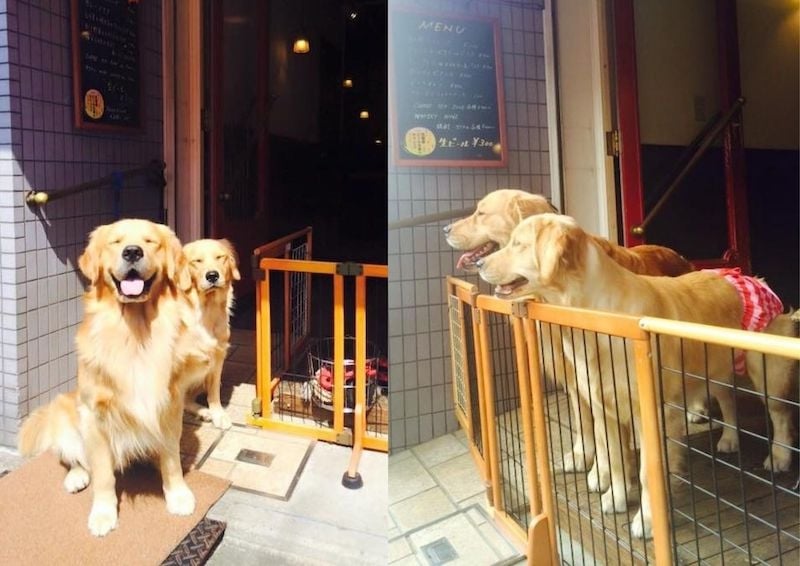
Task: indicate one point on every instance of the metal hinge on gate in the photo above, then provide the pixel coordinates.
(612, 143)
(349, 269)
(258, 273)
(519, 309)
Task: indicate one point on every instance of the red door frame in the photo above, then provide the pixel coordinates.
(738, 252)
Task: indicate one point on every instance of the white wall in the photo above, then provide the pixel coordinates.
(584, 112)
(677, 68)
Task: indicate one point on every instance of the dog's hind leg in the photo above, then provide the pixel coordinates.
(776, 377)
(582, 455)
(615, 499)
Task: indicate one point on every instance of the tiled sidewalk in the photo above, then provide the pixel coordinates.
(294, 512)
(437, 509)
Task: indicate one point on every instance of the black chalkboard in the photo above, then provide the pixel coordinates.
(447, 102)
(105, 64)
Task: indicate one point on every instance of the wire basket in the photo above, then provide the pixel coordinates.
(320, 371)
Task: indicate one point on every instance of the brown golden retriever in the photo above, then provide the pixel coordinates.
(552, 257)
(213, 267)
(499, 212)
(140, 347)
(490, 227)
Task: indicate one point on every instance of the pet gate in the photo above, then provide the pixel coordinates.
(312, 377)
(718, 508)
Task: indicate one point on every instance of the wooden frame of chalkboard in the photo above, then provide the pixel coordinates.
(107, 92)
(452, 111)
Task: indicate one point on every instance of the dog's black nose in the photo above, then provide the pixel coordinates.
(132, 253)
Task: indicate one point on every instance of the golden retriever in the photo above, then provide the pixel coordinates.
(499, 212)
(140, 347)
(213, 267)
(490, 227)
(552, 257)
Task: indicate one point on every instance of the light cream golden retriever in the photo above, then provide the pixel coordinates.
(499, 212)
(550, 256)
(140, 347)
(490, 227)
(213, 267)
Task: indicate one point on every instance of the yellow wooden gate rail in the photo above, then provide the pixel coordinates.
(467, 374)
(268, 378)
(522, 321)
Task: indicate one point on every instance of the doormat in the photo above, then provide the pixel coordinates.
(198, 545)
(43, 524)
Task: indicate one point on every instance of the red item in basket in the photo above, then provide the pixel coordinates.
(326, 376)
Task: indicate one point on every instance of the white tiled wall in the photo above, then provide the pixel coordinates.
(40, 148)
(419, 258)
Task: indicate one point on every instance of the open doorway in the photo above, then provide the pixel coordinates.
(708, 150)
(285, 143)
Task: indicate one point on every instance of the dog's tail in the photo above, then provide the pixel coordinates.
(53, 427)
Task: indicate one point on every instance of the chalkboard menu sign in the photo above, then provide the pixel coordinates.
(447, 103)
(105, 64)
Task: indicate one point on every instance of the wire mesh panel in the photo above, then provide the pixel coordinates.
(464, 357)
(329, 386)
(733, 473)
(504, 418)
(593, 510)
(299, 295)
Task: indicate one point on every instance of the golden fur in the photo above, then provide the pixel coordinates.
(550, 256)
(490, 226)
(140, 347)
(213, 268)
(499, 212)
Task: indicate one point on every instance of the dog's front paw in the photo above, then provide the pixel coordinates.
(102, 518)
(780, 460)
(614, 501)
(180, 500)
(77, 478)
(641, 527)
(728, 442)
(597, 482)
(220, 418)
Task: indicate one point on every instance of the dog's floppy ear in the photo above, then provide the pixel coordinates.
(233, 260)
(523, 207)
(559, 249)
(177, 267)
(89, 261)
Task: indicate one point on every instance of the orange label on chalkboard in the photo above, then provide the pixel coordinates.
(420, 141)
(93, 104)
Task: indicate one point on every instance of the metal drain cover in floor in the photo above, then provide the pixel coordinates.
(439, 552)
(255, 457)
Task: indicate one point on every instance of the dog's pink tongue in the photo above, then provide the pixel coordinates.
(132, 287)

◆ ◆ ◆ ◆

- [EXERCISE DESCRIPTION]: Restate every record exactly, please; do not copy the pictures.

- [OUTPUT OF THE TASK]:
Task: indicate one point on every instance of the metal hinge on gate in the photo above, then provide the pixel coordinates.
(612, 143)
(349, 269)
(258, 273)
(519, 309)
Task: indicate one point on every instance of the red door frame in the photo above, then provide the pixel coordinates.
(738, 252)
Task: indicate one point on every instance of the white wall in the photo above, then provide the pixel coordinates.
(584, 112)
(677, 68)
Task: indicate one point on every instance of the dog's hind leg in the photo above, then provide the pixel coordinates.
(776, 377)
(582, 455)
(615, 499)
Task: indicate one point on every instance of the tiled sidewalk in the photo above, then provide the pixel coordinates.
(294, 512)
(437, 509)
Task: indicate one point on every instance of the black chalkboard in the photo above, then provide the pixel coordinates.
(447, 102)
(105, 64)
Task: indicate one point on every instance of the wire basket in the photo above, then provide the pixel coordinates.
(320, 371)
Task: indicate one point on every instance of the brown golden retriever in the photo above, then provide the pixel coordinates.
(552, 257)
(213, 267)
(499, 212)
(140, 347)
(490, 227)
Task: indicate one point on every instance of the pet gate in the photo above, then provide the pixel coordinates.
(312, 377)
(718, 508)
Task: indicate one point on every instance of the wooden frame of chalkboard in the photo above, then provide the pixel coordinates.
(107, 92)
(452, 111)
Task: indicate one point on every instance of the dog's black nose in the photo above, then provide the pixel coordinates.
(132, 253)
Task: indicate one point on every instance of the golden retriever in the photo above, then provide the pixel coordinates.
(499, 212)
(140, 347)
(213, 267)
(490, 227)
(552, 257)
Task: indicate one point on every instance of the light cream golden retriever in the photo above, then provide the pixel coordinates.
(499, 212)
(550, 256)
(140, 347)
(490, 227)
(213, 267)
Task: indicate one point on every instance of the yellow wooden gate rail in the photo above, then provide the pixel coordinates.
(467, 374)
(268, 378)
(522, 321)
Task: indicate one point on every instance of the doormat in the photo above, then provide the pixel coordinates.
(198, 545)
(43, 524)
Task: indicate one point on every instance of the red item in basket in the photo above, then provide the pixel coordinates.
(326, 376)
Task: indicate one point on every instance of the white tiled wall in the photo above, then provide the pixel coordinates.
(40, 148)
(419, 258)
Task: indicate one point on every instance of the open doorway in the photo above, then provide the pixel coordinates.
(708, 150)
(285, 143)
Task: indicate one point on every instance of the dog's tail in the photo above, then provide the pixel coordinates.
(53, 427)
Task: indicate one point on every instance of the chalkboard menu sign in the photo above, then provide the pixel coordinates.
(447, 103)
(105, 64)
Task: indicate one point on every instance of the wire mesh panel in the photo above, then provide the pixel coordinates.
(464, 357)
(329, 386)
(733, 473)
(504, 418)
(593, 510)
(299, 295)
Task: indicate one point on every instance of the golden fur in the photo above, then provide the pixel coordinates.
(550, 256)
(490, 226)
(140, 347)
(213, 268)
(499, 212)
Task: indicate one point on every instance of the dog's front paw in the photo above, then provide the pixel coordinates.
(102, 518)
(780, 460)
(614, 501)
(180, 500)
(77, 478)
(641, 527)
(728, 442)
(597, 482)
(220, 418)
Task: indicate one point on every instance of the dog's floppy ear in the photo above, then provide the pixel coordinates.
(233, 260)
(523, 207)
(559, 249)
(177, 267)
(89, 261)
Task: indicate one point on every instance of the orange label on chalkboard in the photo above, then provide the pixel coordinates.
(420, 141)
(93, 104)
Task: indicate one point on every instance of the metal drain cover in floor in the photo above, then provide the pixel coordinates.
(439, 552)
(255, 457)
Task: indicate one point on every instance of the dog's pink tongue in the photo above, then provide the pixel coordinates.
(132, 287)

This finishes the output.